Woman batting genetic disorder runs marathons
Trenni Kusnierek reports Video by tmj4.comvideo
MILWAUKEE- Losing weight and getting fit are two the most popular New Years resolutions.
TODAY'S TMJ4 talked to a woman whose desire to keep going gets stronger, as her body tells her to stop.
Imagine living with that pins and needles feeling in your hands and feet. Or having extreme reactions to cold and heat. Day to day activities would be challenging enough, let alone working up a sweat. But Chris Wodke found a surprising way to deal with the pain of a progressive neuromuscular disorder.
Chris Wodke literally spends her life exhausted; constantly feeling tired is just one of the many symptoms linked to Charcot-Marie-Tooth disease -- a genetic disorder which causes damage to the peripheral nerves. It is a disease Wodke, her farther and sister have dealt with their entire lives.
"We would trip and fall all the time...Tired all the time," said Chris Wodke. "My sister emailed me and said my daughters have this disorder...Went to the website...I said 'that's what i have.'"
Most days, Wodke can function like any one else, but at times normal tasks like pouring a cup of juice, or typing on a computer are extremely difficult.
Which is why it is remarkable that Wodke runs, and not just a few miles here and there. Wodke is a six-time marathoner.
"People who have CMT often wear braces and have difficulty walking," said Chris Wodke.
Wodke is so strong, she has managed to run fast enough to qualify for the Boston Marathon.
Wodke needed to run 26.2 miles in six hours; she finished the Madison marathon an hour and nine minutes faster -- qualifying her for the Mobility Impaired Division.
Of the 20,000 runners who hit the pavement in Boston, only fifteen are in the mobility imparied division -- and Wodke will be one of them.

== Exercise instructions ==
(a) Can you transcribe the article about Chris Wodke from "Wodke needed to" to "Mobility Impaired Division."?
(b) Answer these about the article about Chris Wodke:
(i) What genetic disorder does Wodke have?
(ii) How many marathons has she run?
(iii) In Boston, how many runners are in the mobility impaired division?
The material comes from a separate source, unrelated to the article about Chris Wodke.

== Data ==

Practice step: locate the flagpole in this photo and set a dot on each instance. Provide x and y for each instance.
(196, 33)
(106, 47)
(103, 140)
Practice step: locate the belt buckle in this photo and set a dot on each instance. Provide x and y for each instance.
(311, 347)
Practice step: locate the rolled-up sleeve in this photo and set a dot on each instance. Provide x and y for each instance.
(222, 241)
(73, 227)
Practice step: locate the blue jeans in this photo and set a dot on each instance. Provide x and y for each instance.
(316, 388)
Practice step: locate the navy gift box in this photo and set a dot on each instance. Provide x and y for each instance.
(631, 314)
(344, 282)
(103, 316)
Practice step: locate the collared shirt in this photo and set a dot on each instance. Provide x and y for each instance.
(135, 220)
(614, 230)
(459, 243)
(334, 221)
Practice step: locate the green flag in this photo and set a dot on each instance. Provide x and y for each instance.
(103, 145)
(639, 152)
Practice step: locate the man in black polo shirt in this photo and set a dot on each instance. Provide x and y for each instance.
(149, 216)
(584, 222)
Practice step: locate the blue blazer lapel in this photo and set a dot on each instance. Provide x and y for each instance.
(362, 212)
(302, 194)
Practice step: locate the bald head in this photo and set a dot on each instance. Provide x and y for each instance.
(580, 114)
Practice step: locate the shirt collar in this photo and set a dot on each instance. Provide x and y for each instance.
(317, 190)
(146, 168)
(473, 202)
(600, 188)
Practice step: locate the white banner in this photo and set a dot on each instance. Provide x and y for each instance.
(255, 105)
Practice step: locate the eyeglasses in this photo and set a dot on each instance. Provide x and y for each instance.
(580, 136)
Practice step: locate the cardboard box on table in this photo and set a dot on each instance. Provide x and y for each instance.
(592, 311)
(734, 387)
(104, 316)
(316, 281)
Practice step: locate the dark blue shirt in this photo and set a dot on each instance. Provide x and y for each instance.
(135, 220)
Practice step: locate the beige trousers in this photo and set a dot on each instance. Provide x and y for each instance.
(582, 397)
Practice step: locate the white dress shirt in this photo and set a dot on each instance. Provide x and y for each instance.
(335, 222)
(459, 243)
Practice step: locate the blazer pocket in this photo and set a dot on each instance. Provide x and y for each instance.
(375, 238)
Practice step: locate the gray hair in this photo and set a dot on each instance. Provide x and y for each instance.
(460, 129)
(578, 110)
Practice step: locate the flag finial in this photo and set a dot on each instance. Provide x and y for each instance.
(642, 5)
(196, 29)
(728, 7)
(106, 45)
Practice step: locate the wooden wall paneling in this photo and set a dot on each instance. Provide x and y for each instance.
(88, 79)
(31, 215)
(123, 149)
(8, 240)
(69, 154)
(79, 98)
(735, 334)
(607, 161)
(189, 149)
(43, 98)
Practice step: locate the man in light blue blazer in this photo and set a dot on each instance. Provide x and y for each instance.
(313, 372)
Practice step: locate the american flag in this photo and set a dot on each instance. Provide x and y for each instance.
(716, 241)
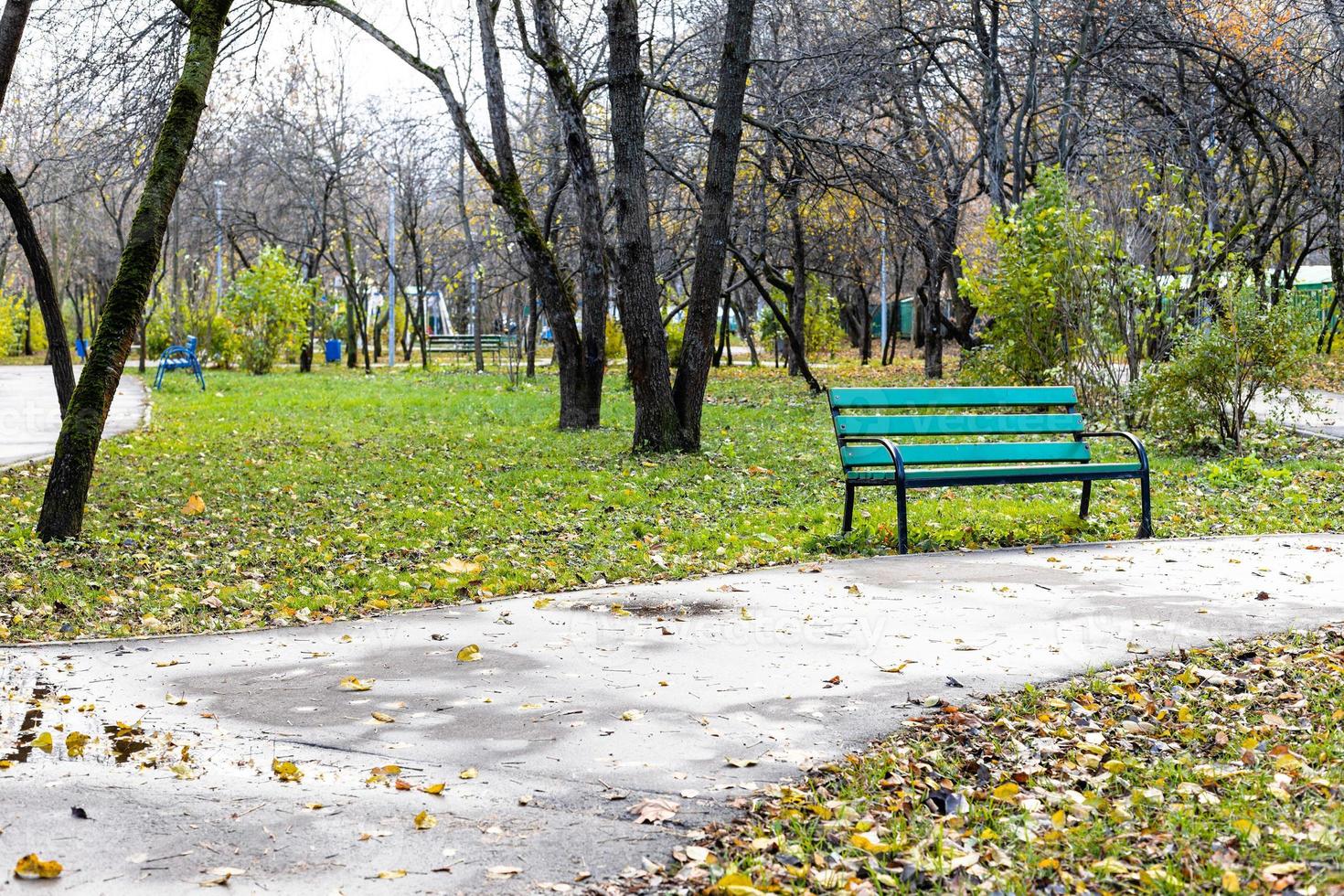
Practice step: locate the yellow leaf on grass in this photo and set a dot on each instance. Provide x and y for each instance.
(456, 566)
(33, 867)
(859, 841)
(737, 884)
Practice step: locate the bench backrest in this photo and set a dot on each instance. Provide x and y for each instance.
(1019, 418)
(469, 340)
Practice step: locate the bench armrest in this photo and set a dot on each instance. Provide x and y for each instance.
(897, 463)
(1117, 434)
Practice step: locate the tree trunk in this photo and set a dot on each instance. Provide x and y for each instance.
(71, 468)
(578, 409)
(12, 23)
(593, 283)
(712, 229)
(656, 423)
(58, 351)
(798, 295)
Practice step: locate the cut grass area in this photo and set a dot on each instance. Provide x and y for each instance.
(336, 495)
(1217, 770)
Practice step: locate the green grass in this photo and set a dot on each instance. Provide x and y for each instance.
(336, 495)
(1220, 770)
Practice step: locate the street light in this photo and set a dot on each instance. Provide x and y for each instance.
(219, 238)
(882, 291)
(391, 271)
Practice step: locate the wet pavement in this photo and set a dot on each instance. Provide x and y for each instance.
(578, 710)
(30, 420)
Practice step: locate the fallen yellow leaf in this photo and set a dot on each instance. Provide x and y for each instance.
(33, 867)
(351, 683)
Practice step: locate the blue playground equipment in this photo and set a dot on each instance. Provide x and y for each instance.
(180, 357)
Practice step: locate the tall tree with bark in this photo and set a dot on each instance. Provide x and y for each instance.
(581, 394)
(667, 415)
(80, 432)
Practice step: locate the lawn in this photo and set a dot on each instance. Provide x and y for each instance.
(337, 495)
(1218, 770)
* * *
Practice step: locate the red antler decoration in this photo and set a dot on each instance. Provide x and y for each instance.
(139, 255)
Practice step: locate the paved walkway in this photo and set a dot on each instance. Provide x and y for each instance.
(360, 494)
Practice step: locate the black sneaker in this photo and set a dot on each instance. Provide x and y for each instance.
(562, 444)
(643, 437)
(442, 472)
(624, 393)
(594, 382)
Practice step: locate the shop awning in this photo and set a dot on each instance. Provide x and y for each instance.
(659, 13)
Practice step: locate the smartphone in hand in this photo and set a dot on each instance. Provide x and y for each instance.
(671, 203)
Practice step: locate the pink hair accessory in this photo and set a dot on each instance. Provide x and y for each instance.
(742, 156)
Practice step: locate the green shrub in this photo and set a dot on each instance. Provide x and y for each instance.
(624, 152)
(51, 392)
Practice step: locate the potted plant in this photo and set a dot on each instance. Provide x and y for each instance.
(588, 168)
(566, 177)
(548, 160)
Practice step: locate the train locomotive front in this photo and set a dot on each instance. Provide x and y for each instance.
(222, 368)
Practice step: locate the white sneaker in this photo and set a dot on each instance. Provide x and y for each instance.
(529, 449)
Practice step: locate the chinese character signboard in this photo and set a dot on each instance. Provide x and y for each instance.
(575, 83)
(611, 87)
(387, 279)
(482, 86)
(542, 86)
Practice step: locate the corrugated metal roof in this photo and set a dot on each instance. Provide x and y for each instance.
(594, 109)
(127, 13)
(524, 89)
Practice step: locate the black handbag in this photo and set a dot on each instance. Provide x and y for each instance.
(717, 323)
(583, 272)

== Responses ==
(a)
Wodke needed to run 26.2 miles in six hours; she finished the Madison marathon an hour and nine minutes faster -- qualifying her for the Mobility Impaired Division.

(b)
(i) Charcot-Marie-Tooth disease
(ii) Six
(iii) Fifteen